Data entries.
-=-=-=-=-

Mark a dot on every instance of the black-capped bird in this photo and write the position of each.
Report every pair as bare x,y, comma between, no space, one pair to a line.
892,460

-=-=-=-=-

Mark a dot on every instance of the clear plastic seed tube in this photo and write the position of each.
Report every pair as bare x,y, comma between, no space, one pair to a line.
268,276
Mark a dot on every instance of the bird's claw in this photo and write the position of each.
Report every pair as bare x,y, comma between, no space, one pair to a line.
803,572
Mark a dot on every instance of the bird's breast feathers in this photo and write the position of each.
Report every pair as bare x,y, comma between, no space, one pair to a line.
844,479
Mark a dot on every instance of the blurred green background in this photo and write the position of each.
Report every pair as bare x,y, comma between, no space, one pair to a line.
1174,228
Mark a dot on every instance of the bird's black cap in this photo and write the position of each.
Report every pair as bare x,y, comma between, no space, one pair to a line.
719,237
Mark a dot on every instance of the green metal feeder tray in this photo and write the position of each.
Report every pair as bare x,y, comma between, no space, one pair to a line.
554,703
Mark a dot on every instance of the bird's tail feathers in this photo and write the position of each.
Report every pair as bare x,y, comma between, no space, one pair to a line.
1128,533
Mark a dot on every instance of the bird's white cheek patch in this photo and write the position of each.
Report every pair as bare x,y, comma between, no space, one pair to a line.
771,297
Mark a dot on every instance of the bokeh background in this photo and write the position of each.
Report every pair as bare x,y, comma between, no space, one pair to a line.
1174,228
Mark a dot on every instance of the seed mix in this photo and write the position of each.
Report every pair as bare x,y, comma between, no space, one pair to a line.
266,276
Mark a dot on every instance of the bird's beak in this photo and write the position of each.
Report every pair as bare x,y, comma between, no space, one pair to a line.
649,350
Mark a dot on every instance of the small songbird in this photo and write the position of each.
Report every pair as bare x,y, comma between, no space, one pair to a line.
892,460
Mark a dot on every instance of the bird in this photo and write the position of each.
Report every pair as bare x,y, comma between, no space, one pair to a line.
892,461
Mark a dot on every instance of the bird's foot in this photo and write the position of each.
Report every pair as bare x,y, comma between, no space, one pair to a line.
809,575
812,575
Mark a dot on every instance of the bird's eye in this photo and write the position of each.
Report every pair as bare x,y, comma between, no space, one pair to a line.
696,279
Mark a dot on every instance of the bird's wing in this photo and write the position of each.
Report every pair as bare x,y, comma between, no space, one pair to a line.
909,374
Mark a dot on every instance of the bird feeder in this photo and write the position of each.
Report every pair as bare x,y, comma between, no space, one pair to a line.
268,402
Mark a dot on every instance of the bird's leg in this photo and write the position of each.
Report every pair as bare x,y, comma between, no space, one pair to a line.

-=-=-=-=-

Exercise requirements.
Report each line of the entries above that contains the word "seed", matching its case exactly.

Output of the exercise.
Mark a dot on every instance of the clear plastic seed tube in this photo and write the position of each.
Mark a dot on every instance of the seed mix in this photo and write the position of each.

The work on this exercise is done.